TASK STATEMENT: Please quote only the lines that start at the one with "carpet and record integer pixel coordinates." and go on to the last line of the data, both ends kept.

DATA SUPPLIED:

** Start **

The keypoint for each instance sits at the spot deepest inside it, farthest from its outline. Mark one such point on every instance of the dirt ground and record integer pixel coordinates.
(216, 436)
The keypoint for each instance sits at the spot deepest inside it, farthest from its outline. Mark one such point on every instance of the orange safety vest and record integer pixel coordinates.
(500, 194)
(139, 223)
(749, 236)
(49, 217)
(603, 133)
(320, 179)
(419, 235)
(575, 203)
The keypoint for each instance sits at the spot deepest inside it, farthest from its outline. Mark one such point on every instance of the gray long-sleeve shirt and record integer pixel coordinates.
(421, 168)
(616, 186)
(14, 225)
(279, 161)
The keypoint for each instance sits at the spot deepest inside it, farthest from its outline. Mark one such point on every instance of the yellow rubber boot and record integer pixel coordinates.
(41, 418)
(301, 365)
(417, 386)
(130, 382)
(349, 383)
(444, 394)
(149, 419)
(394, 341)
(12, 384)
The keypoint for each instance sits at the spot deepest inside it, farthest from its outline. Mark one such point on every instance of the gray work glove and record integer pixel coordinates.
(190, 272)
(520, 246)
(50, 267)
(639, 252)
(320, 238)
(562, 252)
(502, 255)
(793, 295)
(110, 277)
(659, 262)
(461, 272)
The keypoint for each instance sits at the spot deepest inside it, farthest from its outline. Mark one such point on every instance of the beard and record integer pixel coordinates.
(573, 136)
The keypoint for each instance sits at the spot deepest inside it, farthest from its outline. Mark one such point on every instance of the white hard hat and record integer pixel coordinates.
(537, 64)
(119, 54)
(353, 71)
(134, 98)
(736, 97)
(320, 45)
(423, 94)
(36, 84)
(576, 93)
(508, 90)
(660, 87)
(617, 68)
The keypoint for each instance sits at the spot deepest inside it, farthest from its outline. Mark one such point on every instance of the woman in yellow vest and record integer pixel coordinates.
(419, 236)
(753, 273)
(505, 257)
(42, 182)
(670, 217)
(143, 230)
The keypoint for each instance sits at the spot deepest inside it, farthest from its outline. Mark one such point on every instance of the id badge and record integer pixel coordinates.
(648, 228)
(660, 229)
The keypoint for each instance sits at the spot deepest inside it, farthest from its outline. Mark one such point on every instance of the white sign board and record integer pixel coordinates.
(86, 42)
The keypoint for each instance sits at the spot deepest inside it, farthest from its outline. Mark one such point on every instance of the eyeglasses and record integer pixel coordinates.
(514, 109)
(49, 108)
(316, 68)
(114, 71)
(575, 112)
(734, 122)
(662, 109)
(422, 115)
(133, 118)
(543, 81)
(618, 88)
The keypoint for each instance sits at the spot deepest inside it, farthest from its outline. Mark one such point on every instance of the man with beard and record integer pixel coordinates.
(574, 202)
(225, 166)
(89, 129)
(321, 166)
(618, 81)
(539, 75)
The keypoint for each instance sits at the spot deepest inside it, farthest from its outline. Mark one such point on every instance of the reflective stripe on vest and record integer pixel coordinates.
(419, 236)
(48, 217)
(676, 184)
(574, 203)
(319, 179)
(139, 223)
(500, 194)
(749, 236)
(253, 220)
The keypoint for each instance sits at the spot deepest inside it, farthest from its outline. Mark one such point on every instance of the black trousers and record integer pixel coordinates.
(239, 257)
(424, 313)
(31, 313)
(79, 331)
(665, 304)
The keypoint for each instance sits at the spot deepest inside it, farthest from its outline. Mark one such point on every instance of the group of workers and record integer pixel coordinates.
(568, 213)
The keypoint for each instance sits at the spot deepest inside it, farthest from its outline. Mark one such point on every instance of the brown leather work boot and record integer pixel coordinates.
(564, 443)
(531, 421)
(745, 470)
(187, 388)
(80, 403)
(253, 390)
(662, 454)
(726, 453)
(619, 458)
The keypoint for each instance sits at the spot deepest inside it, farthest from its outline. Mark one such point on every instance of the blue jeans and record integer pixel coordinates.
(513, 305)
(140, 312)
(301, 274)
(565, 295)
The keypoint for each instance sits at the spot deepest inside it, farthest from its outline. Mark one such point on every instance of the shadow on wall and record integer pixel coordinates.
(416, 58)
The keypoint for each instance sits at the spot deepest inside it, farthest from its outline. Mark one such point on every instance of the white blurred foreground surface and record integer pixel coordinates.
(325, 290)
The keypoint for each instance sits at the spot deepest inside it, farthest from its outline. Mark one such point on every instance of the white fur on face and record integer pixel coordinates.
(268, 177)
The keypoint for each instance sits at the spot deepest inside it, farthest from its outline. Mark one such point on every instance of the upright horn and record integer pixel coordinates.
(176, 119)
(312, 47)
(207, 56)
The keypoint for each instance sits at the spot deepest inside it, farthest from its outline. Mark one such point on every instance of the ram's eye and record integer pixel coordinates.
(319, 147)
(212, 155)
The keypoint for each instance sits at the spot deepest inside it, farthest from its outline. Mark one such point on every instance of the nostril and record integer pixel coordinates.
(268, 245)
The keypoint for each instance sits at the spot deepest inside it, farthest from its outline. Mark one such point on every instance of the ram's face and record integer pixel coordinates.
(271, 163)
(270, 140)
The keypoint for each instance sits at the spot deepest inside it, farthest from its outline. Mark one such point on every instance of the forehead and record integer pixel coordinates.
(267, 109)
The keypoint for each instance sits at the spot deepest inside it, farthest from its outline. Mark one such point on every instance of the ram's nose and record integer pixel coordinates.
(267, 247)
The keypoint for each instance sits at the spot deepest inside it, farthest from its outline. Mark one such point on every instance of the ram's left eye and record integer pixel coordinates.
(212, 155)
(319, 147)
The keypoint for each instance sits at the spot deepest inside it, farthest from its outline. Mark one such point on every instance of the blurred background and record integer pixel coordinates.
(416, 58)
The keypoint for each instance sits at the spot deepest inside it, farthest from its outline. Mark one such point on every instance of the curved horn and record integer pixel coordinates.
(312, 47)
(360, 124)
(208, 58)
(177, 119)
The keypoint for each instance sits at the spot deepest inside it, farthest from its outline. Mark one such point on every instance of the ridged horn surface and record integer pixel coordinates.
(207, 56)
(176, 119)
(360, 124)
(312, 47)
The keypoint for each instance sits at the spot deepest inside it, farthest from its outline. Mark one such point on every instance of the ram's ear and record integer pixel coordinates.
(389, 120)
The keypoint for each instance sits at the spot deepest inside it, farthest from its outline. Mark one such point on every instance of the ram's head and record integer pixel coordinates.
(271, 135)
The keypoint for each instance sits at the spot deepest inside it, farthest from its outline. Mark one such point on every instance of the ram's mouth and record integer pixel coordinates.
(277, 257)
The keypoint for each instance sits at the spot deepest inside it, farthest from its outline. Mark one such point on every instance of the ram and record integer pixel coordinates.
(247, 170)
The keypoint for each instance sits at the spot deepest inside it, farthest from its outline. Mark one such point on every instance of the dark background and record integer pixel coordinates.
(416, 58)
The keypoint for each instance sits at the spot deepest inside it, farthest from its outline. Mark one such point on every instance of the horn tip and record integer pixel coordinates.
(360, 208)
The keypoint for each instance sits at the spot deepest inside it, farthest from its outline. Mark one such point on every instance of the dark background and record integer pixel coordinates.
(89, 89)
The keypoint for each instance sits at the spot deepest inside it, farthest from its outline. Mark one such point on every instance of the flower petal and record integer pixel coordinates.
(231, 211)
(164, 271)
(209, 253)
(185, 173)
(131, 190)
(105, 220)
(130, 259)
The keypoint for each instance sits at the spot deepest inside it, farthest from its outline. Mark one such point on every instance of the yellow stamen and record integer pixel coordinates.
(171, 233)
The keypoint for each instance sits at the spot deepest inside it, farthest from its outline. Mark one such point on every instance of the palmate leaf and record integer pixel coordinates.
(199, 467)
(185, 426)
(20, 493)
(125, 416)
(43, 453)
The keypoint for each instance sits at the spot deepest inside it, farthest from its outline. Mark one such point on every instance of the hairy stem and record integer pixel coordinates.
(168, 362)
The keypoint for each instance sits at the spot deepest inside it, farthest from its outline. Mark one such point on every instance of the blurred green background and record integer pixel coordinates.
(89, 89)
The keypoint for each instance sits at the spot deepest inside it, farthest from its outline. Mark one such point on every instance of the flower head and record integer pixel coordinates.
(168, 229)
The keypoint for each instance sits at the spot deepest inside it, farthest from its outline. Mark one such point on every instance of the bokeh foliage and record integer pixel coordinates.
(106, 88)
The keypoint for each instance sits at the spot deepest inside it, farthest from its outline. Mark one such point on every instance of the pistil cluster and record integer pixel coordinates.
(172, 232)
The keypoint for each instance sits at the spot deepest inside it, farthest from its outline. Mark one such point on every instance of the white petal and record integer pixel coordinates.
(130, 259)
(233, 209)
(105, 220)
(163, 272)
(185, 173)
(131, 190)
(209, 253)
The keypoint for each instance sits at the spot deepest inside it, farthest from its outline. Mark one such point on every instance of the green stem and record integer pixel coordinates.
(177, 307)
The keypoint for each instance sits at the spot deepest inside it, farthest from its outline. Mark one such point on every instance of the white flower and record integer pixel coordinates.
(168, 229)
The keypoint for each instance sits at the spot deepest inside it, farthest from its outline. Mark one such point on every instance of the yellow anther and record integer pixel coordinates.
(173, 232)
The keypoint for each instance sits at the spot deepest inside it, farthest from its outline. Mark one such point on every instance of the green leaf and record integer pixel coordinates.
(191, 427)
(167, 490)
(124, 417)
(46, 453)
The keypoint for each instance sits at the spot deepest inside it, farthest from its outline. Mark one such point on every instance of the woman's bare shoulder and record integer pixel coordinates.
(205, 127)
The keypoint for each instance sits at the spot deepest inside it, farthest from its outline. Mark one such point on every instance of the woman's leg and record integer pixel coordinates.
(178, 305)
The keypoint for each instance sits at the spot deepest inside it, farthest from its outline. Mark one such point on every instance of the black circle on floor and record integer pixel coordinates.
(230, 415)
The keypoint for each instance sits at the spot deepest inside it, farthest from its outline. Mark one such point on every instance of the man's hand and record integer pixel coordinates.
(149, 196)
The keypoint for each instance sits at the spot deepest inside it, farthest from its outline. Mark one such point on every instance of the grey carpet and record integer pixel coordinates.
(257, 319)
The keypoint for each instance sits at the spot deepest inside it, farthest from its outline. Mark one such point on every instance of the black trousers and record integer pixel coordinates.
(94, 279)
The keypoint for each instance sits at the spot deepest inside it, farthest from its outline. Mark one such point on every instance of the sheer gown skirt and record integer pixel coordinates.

** End **

FINAL RESULT:
The keypoint for each instance sits at the spot deepest inside it, farthest from its outline. Mark one such point on every instance of the grey carpet and record integer pixel coordinates.
(257, 319)
The keypoint for each instance sits at the spot deepest inside it, farthest from its outline. Mark one such point on every instance of the black trousers and record integer pixel coordinates.
(94, 279)
The keypoint for each instance sits at the spot deepest inside it, farthest from its outline. Mark one such point on every instance of the sheer gown skirt and record integer pixel coordinates.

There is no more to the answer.